## Document text
++++++

To increase the accuracy of the microclimate simulations, special attention was paid to a precise representation of the geometric and foliage characteristics of the vegetation species present in each one of the four case study areas. In the first two case study areas (i.e., Pittakou and Mitoudi), the dominant plant types are the evergreen citrus aurantium and the deciduous hibiscus syriacus and robinia pseudoacacia, whereas in the Vafopoulou area, the vegetation species mainly comprise the deciduous acer negundo and platanus orientalis. Finally, in the fourth case study area, all the above-mentioned deciduous and evergreen tree types are present. The 3D profiles of the above-mentioned plants were created in the “Albero” database in the ENVI-met model to enhance the accuracy of the simulated surface–plant–air interaction. Simple 1D plants were considered for the grass areas. The height and width of the plants were defined according to onsite measurements provided in [26], and the respective adopted values are given in Table 5.
To continue, the leaf area density, a parameter reflecting the foliage characteristics of the modeled tree types, must be defined at different intervals heights, while also accounting for its seasonal variation for deciduous tree types [27]. However, in the existing literature, relevant LAD measurements are mainly available in summer, when the peak foliage density has been reported [28,29,30]. On the other hand, the seasonal variation in the foliage characteristics has rarely been investigated using on-site experimental campaigns [31], and thus there is insufficient knowledge on the LAD values during defoliation periods.
Based on the results of the experimental campaigns, trees with a very dense crown have LAD values close to 2.0 m³/m², while in the cases of dense and porous crowns, the respective LAD values reach 1 m³/m² and 0.7 m³/m² [29,30,31,32]. Other studies have also established empirical relationships between the foliage density of the respective species and the interception of direct solar radiation [33]. In the present study, and based on the existing evidence, the species of Robinia pseudoacacia, Acer negundo and Platanus orientalis are considered as trees with a very dense crown, with a maximum LAD of 2.0 m³/m², while Hibiscus syriacus is considered to have a dense crown with a peak LAD of 1.0 m³/m2.

++++++

## Data shown

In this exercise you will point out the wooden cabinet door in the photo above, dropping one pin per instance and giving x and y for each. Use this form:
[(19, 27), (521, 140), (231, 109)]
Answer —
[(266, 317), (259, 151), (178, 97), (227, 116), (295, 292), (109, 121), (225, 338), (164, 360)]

++++++

## Challenge
Rewrite the microclimate simulation text, starting with "To continue, the" and going on through "during defoliation periods.", with "defoliation periods" changed to "leafless periods".

## Answer to this task
To continue, the leaf area density, a parameter reflecting the foliage characteristics of the modeled tree types, must be defined at different intervals heights, while also accounting for its seasonal variation for deciduous tree types [27]. However, in the existing literature, relevant LAD measurements are mainly available in summer, when the peak foliage density has been reported [28,29,30]. On the other hand, the seasonal variation in the foliage characteristics has rarely been investigated using on-site experimental campaigns [31], and thus there is insufficient knowledge on the LAD values during leafless periods.